§ **What to do**
Reproduce, word for word, the stretch from "8:25 The teacher" through "to the toilet!)" in the account of a teacher's day below.

§ **Passage to read**
====

A day in the life of a candle

Ever wondered what a typical teacher day is like? 

7:30 Dragging your laptop bag, lunch box, handbag and tote of newly-purchased Science supplies for today’s experiment, you arrive at school for your meeting in the staff room. Everyone talks around the topic for fifty minutes because we can see all sides of the argument and no-one wants to be confrontational except for the two usual suspects who always have an opinion but never seem to agree.

8:20 The meeting blue hat makes note of the action to create actions for the proposal at our next meeting.

8:25 The teacher librarian grabs you on the way out to ask you to ask little Sally where her overdue library book is and why the school copy of Harry Potter and the Chamber of Secrets that she returned is stained on the corners.

8:30 You head to the classroom and see that the cleaners haven’t put on the air conditioners again and run around switching them on so the area will cool down before 30 steaming bodies arrive.

8:35 You manage to get half of the air cons on before a parent arrives and wants to ask you if you could explain the homework task to little Johnny today. “Just keep him in at lunch” they say. (Sure, because it’s not like I don’t already have ten things on my to-do list while I should be eating and racing to the toilet!)

8:40 The teacher on before-school duty brings your new student (moved into your class half-way through the term because of the chaos he’s been creating in his original placement) up to the classroom and informs you that he kicked another boy in the private parts, and could you please ask him and any witnesses to write reflections, and then put it on Oneschool. Preferably before the principal calls his Mum at 10 o’clock to inform her of the incident. Oh, and can you hide this bag of snakes that he was eating for his breakfast? He can have them back at the end of the day.

8:50 The bell rings and the class dances into the classroom, chatting excitedly about the excursion coming up and, upon checking the daily schedule (which hasn’t been updated since yesterday because of your morning) squealing “yay! Swimming again!” You hurriedly rush over to rub off the schedule before they get their hopes up. Checking the sign in sheet, you notice that four students who are on the carpet have not signed in their box; reminding them to do so takes longer than the time it is supposed to save you while not doing a traditional “good morning Julia, good morning Campbell” roll call.

9:00 You co-construct the day’s schedule, listing the subjects and learning intentions to get through each session, feeling exhausted just thinking about it.

====

§ **Data extract**
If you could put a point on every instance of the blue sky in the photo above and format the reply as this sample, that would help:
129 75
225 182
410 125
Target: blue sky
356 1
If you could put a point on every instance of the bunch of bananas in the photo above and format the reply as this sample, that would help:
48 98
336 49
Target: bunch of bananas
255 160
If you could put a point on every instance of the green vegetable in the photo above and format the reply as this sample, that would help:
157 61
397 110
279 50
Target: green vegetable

====

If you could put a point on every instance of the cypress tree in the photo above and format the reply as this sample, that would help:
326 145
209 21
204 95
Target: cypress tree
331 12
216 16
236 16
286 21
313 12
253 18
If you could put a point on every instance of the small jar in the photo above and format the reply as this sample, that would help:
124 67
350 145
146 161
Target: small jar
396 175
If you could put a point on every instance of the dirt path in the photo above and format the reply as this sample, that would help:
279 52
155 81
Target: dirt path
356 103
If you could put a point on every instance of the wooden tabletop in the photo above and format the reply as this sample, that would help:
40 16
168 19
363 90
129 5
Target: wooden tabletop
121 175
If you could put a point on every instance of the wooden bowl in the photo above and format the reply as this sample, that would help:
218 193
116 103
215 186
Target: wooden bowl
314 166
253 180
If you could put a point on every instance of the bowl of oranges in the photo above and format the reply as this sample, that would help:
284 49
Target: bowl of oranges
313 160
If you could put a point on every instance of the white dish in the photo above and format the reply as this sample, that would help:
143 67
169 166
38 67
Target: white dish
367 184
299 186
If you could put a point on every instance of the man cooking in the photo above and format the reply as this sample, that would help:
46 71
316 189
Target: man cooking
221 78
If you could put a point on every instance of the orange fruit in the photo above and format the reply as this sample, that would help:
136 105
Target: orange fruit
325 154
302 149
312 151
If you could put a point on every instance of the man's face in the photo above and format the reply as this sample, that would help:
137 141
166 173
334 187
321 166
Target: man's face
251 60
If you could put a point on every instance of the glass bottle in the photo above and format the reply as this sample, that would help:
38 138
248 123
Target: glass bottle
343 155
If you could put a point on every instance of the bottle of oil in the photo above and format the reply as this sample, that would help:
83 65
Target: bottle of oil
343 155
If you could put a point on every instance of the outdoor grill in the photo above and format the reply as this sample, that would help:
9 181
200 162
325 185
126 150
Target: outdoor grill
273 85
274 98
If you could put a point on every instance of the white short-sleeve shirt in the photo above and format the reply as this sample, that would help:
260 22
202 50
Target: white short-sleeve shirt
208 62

====

§ **Answer below**
8:25 The teacher librarian grabs you on the way out to ask you to ask little Sally where her overdue library book is and why the school copy of Harry Potter and the Chamber of Secrets that she returned is stained on the corners.

8:30 You head to the classroom and see that the cleaners haven’t put on the air conditioners again and run around switching them on so the area will cool down before 30 steaming bodies arrive.

8:35 You manage to get half of the air cons on before a parent arrives and wants to ask you if you could explain the homework task to little Johnny today. “Just keep him in at lunch” they say. (Sure, because it’s not like I don’t already have ten things on my to-do list while I should be eating and racing to the toilet!)